■ **Quoted passage**:
______
First we read in a PMO that we previously created on the Create minimal pmo page.

Code

staph_aureus_pmo = PMOReader.read_in_pmo("minimum_Furstenau2025_new_names_PMO.json.gz")

Adding in specimen meta information

Right now the specimen_info is simply the specimen_name, but we can add additional metadata. For example, if we just look at the first sample we can see it only has the specimen_name field completed

Code

staph_aureus_pmo["specimen_info"][0]

{'specimen_name': '85b498-Wk16-Nasal'}

First we load the metadata from SRA. There are several columns in the SRA/ENA metadata but for now we use as example the geographic location country and the date of collection collection_date.

Code

sra_info = pd.read_csv("sra_info_table.tsv", sep = '\t')
sra_meta_of_interest = sra_info[['sample_alias', 'country', 'collection_date']].drop_duplicates()
sra_meta_of_interest.head()

	sample_alias	country	collection_date
0	2b2068n1	USA: Arizona	2019
2	2a4023n1	USA: Arizona	2019
3	2b4022n1	USA: Arizona	2019
5	2b3034n1	USA: Arizona	2019
9	2b2048n1	USA: Arizona	2019

We will want a field for country and state separately, so we will create new columns by splitting the existing country column on “:”

Code

sra_meta_of_interest[['country_only', 'state']] = sra_meta_of_interest['country'].str.split(':', expand=True)
sra_meta_of_interest.head()
______
■ **Recorded information**:

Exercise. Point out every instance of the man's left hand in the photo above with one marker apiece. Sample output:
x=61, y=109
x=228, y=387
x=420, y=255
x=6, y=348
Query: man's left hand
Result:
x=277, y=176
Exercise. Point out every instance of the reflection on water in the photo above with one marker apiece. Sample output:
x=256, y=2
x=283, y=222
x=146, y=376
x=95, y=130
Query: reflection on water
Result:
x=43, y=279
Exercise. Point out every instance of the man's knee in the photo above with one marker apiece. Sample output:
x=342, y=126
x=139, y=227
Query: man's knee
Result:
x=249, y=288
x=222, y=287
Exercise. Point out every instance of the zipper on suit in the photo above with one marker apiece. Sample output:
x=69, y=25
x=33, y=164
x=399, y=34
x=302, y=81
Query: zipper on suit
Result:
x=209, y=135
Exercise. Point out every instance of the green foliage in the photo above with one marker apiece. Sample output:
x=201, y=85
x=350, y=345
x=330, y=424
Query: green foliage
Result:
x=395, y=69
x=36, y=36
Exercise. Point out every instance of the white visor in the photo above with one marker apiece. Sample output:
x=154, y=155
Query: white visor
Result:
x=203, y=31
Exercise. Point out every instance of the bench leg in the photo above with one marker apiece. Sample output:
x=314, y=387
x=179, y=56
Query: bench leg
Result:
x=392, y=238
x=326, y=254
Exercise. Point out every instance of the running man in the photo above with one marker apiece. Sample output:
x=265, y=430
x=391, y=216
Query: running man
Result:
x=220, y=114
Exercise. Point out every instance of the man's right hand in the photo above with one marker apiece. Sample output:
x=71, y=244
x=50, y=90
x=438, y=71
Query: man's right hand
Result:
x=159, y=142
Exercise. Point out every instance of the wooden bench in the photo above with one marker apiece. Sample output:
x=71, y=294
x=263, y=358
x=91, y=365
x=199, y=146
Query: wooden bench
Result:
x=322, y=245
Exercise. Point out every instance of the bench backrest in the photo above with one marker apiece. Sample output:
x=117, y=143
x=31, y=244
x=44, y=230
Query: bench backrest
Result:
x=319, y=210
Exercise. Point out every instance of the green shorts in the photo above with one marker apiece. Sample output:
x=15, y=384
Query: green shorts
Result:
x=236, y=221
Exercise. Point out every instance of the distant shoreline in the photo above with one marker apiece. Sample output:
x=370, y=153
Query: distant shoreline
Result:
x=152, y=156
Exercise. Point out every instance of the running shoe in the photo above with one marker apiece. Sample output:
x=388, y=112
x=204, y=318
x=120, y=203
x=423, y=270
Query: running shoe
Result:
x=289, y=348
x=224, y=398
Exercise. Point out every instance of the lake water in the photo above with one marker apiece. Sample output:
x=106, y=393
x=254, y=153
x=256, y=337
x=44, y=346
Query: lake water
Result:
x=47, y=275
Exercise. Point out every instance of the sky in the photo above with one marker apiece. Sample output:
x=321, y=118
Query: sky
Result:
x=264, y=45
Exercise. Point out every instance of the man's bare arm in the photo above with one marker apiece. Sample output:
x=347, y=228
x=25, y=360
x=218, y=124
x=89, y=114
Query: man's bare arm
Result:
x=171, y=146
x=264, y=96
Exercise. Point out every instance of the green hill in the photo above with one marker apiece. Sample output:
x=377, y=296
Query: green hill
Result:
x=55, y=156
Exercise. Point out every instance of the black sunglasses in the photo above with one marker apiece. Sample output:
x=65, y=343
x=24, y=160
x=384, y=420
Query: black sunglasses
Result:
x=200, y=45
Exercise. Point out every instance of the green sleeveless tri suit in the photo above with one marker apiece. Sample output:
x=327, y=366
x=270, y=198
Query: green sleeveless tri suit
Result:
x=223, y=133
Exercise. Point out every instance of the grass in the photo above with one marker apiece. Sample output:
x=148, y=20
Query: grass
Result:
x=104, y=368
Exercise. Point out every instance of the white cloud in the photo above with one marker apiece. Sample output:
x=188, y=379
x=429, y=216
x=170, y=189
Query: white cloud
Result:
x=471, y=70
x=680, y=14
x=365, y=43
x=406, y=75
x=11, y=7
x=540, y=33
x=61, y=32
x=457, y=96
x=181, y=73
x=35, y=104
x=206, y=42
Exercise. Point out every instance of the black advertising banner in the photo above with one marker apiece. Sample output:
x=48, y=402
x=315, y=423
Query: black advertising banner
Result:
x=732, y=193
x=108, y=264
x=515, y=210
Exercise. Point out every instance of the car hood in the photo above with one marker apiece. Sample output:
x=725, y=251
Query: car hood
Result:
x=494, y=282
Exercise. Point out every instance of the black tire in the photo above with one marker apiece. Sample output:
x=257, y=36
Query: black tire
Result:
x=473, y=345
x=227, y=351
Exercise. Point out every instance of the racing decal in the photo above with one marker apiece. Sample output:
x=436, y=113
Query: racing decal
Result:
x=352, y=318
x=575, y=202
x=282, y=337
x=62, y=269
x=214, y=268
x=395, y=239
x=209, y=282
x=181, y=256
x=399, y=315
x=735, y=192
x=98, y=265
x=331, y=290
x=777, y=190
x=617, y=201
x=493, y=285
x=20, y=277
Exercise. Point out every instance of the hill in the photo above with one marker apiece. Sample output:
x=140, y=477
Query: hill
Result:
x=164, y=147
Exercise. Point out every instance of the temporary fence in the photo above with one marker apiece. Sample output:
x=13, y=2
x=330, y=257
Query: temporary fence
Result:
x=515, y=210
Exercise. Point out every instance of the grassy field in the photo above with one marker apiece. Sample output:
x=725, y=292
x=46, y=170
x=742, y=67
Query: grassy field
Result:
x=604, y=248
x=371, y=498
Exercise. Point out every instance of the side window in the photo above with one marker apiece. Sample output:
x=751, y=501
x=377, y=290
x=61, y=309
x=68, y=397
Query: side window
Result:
______
■ **Written task**:
Rewrite the part of the PMO metadata walkthrough starting at "First we load" and ending at "of collection collection_date.", changing "geographic location" to "sampling site".

■ **Task output**:
First we load the metadata from SRA. There are several columns in the SRA/ENA metadata but for now we use as example the sampling site country and the date of collection collection_date.